WRITTEN PROBLEM:
In the forum thread on Tiptronic gear changes below, shorten the paragraph beginning "Guys - I first noticed this" to a single sentence that keeps its main facts.

DOCUMENT PASSAGE:
— start —

Skip to content

Tiptronic owners please read

Featured Replies

Guys - I first noticed this last winter and now this winter same story. As soon as the temperature drops below zero, during the first mile, the car refuses to engage 5th gear for the first mile.

Have you noticed the same? My work place is literally on a dual carriageway, so within a minute I will be doing 60mph. Is perhaps the transmission trying to warm itself up? Even in tiptronic mode it refuses to listen. But once it's done a mile it's fine. Weird! :dull:

This could be warmup, but it might also be an indication that the power of your car's engine is a bit down compared to stock values.

Basically, auto boxes sense torque produced by engine (sensors in mounts), and if there is not enough torque to ride in 5th, they kick down one gear (or never enter higher gear). Frankly, this coupling of gear changes to (inevitably deteriorating from new) engine torque and power is really annoying, but they do this to provide smooth gear changes and guarantee acceleration in each gear.

I know quite a few people (including some unscrupulous dealers) chip the car's engine at this point to provide increased torque and power (or at least back to stock levels), perhaps it is a good option for you?

If nothing is done, after a while (could be another couple years, though) you will notice that the autobox never actually goes into 5th, or that it goes in and then immediately kicks down.

  • Author

This could be warmup, but it might also be an indication that the power of your car's engine is a bit down compared to stock values.

Basically, auto boxes sense torque produced by engine (sensors in mounts), and if there is not enough torque to ride in 5th, they kick down one gear (or never enter higher gear). Frankly, this coupling of gear changes to (inevitably deteriorating from new) engine torque and power is really annoying, but they do this to provide smooth gear changes and guarantee acceleration in each gear.

I know quite a few people (including some unscrupulous dealers) chip the car's engine at this point to provide increased torque and power (or at least back to stock levels), perhaps it is a good option for you?

If nothing is done, after a while (could be another couple years, though) you will notice that the autobox never actually goes into 5th, or that it goes in and then immediately kicks down.

— end —

INFORMATION GIVEN:
— start —

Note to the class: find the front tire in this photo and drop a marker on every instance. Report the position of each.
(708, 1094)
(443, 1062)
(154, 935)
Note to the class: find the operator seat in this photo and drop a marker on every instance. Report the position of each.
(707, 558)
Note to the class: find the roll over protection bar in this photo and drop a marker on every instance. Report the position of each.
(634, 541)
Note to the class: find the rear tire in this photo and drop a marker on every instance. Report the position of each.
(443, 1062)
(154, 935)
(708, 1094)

— end —
— start —

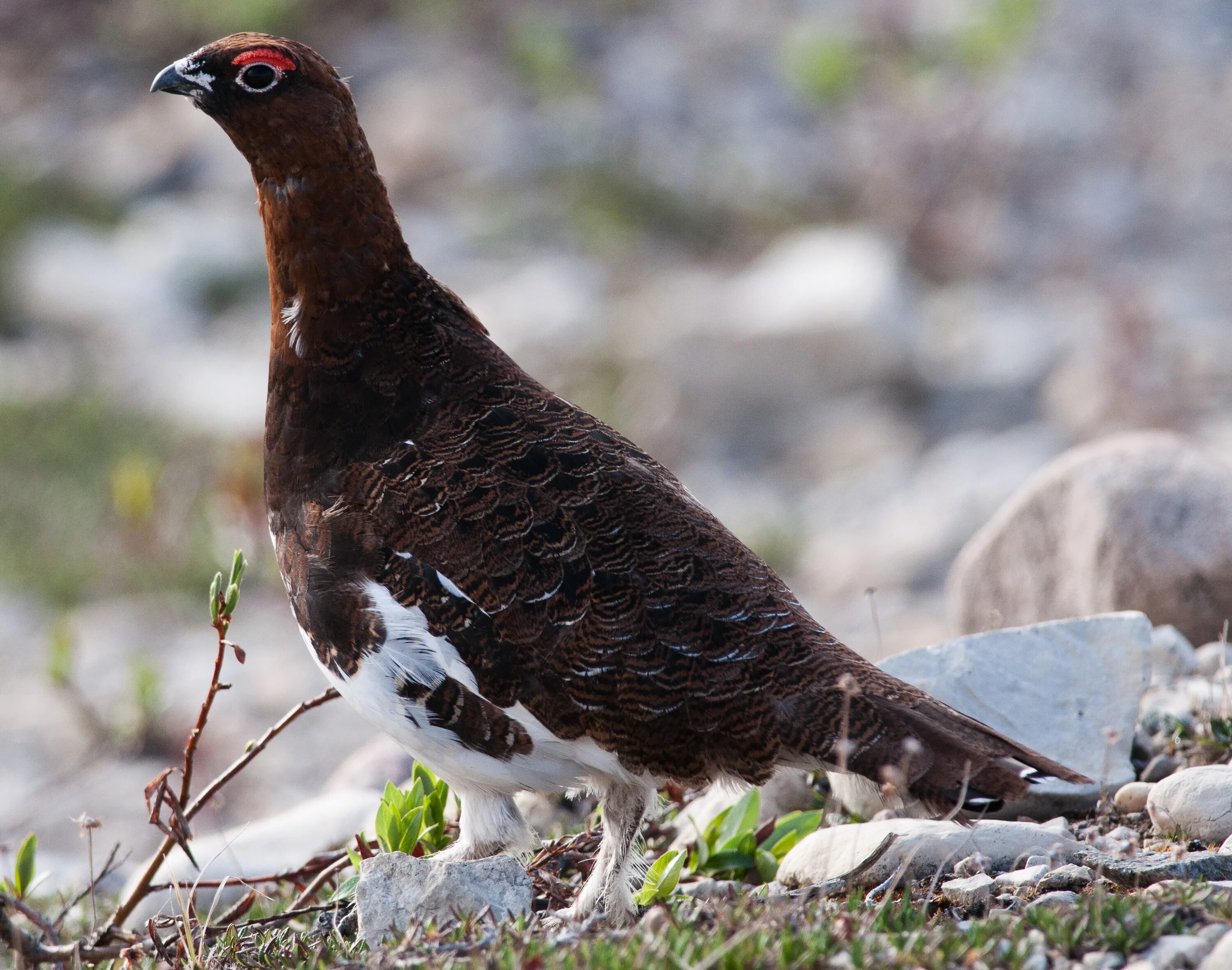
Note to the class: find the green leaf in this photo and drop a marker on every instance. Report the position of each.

— end —

RESULT OF THIS TASK:
The problem first appeared last winter and has returned this winter: whenever the temperature falls below zero, the car will not engage 5th gear during the first mile.